### Exercise data
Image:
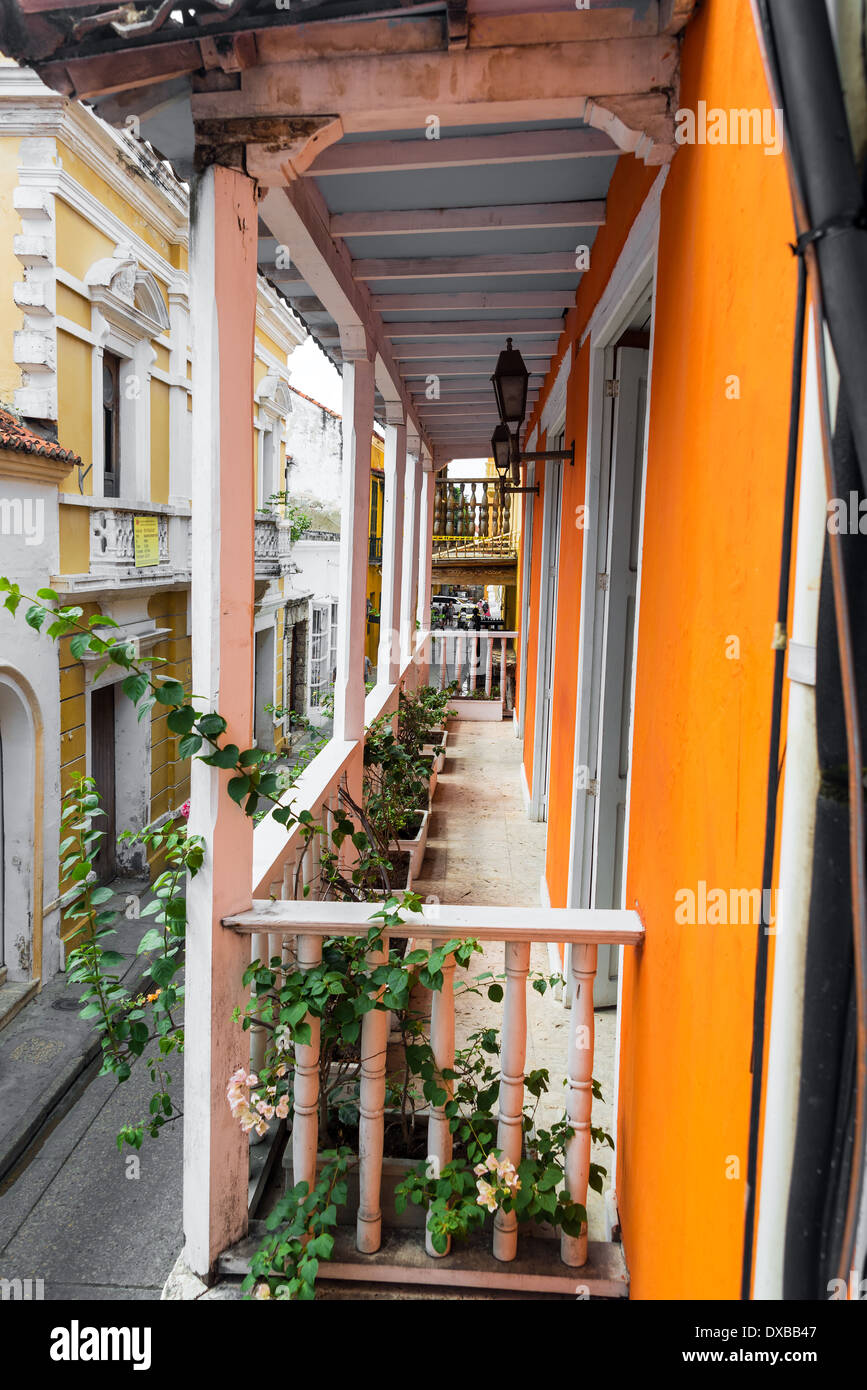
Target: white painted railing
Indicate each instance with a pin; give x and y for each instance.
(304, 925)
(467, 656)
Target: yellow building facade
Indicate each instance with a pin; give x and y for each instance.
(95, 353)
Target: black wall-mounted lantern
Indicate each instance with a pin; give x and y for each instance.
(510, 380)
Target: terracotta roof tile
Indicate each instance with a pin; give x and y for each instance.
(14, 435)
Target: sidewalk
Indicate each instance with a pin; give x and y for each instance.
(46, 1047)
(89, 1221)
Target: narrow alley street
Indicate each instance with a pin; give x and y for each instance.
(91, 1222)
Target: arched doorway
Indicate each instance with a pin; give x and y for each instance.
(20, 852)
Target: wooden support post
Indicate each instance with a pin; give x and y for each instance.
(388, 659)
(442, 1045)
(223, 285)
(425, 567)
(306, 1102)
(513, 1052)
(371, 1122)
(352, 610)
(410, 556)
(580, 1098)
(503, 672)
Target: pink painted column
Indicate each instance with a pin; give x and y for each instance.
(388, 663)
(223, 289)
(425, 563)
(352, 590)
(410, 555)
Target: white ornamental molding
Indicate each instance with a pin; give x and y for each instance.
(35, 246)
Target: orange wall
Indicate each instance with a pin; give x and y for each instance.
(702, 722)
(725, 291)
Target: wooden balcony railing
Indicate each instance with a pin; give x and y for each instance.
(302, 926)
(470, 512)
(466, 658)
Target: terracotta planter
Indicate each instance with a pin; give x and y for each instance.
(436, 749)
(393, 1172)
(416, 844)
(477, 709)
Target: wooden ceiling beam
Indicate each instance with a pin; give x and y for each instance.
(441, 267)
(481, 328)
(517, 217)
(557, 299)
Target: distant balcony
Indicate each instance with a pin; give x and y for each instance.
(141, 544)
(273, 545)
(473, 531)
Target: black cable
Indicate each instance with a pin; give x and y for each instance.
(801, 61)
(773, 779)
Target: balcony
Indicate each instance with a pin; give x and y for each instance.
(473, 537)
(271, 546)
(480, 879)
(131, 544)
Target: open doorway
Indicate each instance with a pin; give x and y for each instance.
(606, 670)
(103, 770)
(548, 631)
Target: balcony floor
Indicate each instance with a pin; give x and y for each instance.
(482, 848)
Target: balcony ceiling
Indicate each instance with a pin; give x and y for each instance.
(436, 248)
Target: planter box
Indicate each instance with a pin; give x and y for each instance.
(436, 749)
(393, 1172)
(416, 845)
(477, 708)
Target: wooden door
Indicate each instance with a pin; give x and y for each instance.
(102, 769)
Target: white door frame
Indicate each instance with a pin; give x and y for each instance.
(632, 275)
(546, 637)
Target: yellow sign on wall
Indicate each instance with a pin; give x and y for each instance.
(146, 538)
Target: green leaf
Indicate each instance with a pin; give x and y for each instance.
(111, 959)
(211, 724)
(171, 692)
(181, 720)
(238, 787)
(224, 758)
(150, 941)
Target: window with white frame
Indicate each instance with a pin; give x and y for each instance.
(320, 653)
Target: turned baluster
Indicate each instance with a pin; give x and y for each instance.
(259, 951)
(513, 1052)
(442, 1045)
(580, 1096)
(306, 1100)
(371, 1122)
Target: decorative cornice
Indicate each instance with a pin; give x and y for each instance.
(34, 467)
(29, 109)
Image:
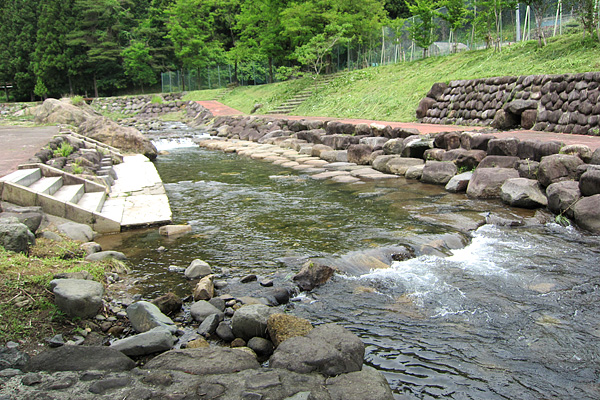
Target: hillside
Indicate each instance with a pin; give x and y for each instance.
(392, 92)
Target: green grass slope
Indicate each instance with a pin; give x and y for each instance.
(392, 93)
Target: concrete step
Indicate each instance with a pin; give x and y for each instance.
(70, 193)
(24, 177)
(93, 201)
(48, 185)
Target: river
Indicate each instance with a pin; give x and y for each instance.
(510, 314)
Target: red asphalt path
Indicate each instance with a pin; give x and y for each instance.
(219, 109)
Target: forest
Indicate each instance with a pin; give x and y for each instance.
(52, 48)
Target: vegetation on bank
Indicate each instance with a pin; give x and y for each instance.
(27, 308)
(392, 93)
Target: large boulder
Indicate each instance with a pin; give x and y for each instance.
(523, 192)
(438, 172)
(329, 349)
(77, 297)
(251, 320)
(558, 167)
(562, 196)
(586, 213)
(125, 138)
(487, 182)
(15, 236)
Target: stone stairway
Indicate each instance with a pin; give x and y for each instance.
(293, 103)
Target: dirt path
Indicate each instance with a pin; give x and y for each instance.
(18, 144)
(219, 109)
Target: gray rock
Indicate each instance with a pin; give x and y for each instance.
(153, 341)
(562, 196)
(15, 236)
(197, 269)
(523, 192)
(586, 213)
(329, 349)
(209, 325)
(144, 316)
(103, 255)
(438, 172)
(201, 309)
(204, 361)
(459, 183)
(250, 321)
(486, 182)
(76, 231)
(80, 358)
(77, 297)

### Written task
Repeat the records above exactly, leaving out the pictures.

### Right answer
Image:
Target: white painted railing
Indicate each instance with a pin; give x and y for each instance.
(304, 925)
(467, 656)
Target: yellow building facade
Indicate each instance with a pin; give x and y for each instance.
(95, 353)
Target: black wall-mounted lantern
Indicate each instance with a pin; give x and y for each instance.
(510, 380)
Target: terracotta roof tile
Indicate each instance with a pin; give x and y for each instance.
(14, 435)
Target: sidewalk
Indicate each instance with a pin; give x and y for each instance.
(46, 1047)
(89, 1221)
Target: narrow alley street
Indicate each instance with a pin; give x and y for each instance.
(91, 1222)
Target: arched doorway
Indicate each instance with a pin; give x and y for each instance.
(20, 852)
Target: wooden support post
Indicate each instance with a pin; give x and y for each instance.
(388, 659)
(442, 1045)
(223, 285)
(425, 567)
(306, 1102)
(513, 1052)
(371, 1122)
(352, 610)
(410, 556)
(580, 1098)
(503, 672)
Target: pink painted column
Indicate each instance with a pin; give x and y for each instance.
(388, 663)
(223, 289)
(425, 563)
(352, 590)
(410, 555)
Target: white ornamental molding
Indicate each instance with a pin; give x and y for each instance.
(35, 246)
Target: orange wall
Indicate each instance with a pin; give x and y for each instance.
(702, 722)
(725, 291)
Target: wooden balcony railing
Indicate each instance with a pin; give x and y for each instance.
(302, 926)
(470, 512)
(466, 658)
Target: terracotta planter
Indicate each instance with a pin; give x and y for each instance.
(436, 749)
(393, 1172)
(416, 844)
(477, 709)
Target: wooden ceiling beam
Indicate each instance with a pin; give x and y for each instance.
(441, 267)
(481, 328)
(517, 217)
(557, 299)
Target: distant balcony
Indicate each instance with a pin; give x and y for each instance.
(141, 544)
(273, 545)
(473, 531)
Target: black cable
Indicate each instance with a pin; give x and y for each instance.
(801, 61)
(773, 779)
Target: balcony
Indicate each instance with a pin; give x and y for each instance.
(473, 537)
(271, 546)
(480, 879)
(131, 544)
Target: open doorway
Indicate each instance with a pin; give x and y for each instance.
(606, 670)
(103, 770)
(548, 631)
Target: balcony floor
Indicate each instance with a pin; give x and y for each instance.
(482, 848)
Target: balcony ceiling
Indicate each instance with a pin; give x and y for each instance.
(436, 248)
Target: planter box
Indicate each instance with a pin; give x and y for each instance.
(436, 749)
(393, 1172)
(416, 845)
(477, 708)
Target: wooden door
Indicate each instance with a pin; give x and y for each instance.
(102, 769)
Target: white door frame
Indicate each instance with a pin; give x and y for each instance.
(632, 275)
(546, 637)
Target: yellow sign on wall
Indicate each instance with a pin; give x and y for each instance.
(146, 538)
Target: green leaf
Indicate each instance with a pin; give x and y for each instance.
(111, 959)
(211, 724)
(171, 692)
(181, 720)
(238, 787)
(224, 758)
(150, 941)
Target: window with white frame
Indicate each instance with a pin; give x and y for each instance.
(320, 653)
Target: turned baluster
Indicate each instance with a pin; give x and y for each instance.
(259, 951)
(513, 1052)
(442, 1045)
(580, 1096)
(306, 1100)
(371, 1122)
Target: decorative cornice
Indicate each instance with a pin; give x and y for each instance.
(34, 467)
(29, 109)
Image:
Target: hillside
Indicate each instance with a pin; give x and y for each instance.
(392, 92)
Target: green grass slope
Indicate each instance with a pin; give x and y for each instance.
(392, 93)
Target: concrete step
Indicate each instance with a pin; give x and y for each instance.
(70, 193)
(24, 177)
(93, 201)
(48, 185)
Target: river
Indicate each instance with a pin; give x and y for each instance.
(510, 314)
Target: red asphalt path
Indicate each instance with a pin; give x and y for each instance.
(219, 109)
Target: forest
Indicate each instance with a pin; give x and y for each instance.
(52, 48)
Target: vegetation on bank
Indicate each instance with a pin; give x and y for each instance.
(27, 308)
(392, 93)
Target: large boulder
Indicate each instance with a pin; give x and y for each instance.
(523, 192)
(438, 172)
(329, 349)
(77, 297)
(251, 320)
(558, 167)
(562, 196)
(586, 213)
(125, 138)
(487, 182)
(15, 236)
Target: stone stairway
Indicate each instance with a pin; give x and y for each instance.
(293, 103)
Target: dirt path
Indicate each instance with a pin; give x and y for each instance.
(18, 144)
(219, 109)
Target: gray rock
Indicate each instance with a pin; give x and y for each instance.
(153, 341)
(562, 196)
(15, 236)
(197, 269)
(523, 192)
(586, 213)
(329, 349)
(209, 325)
(144, 316)
(103, 255)
(438, 172)
(201, 309)
(204, 361)
(459, 183)
(250, 321)
(486, 182)
(76, 231)
(80, 358)
(77, 297)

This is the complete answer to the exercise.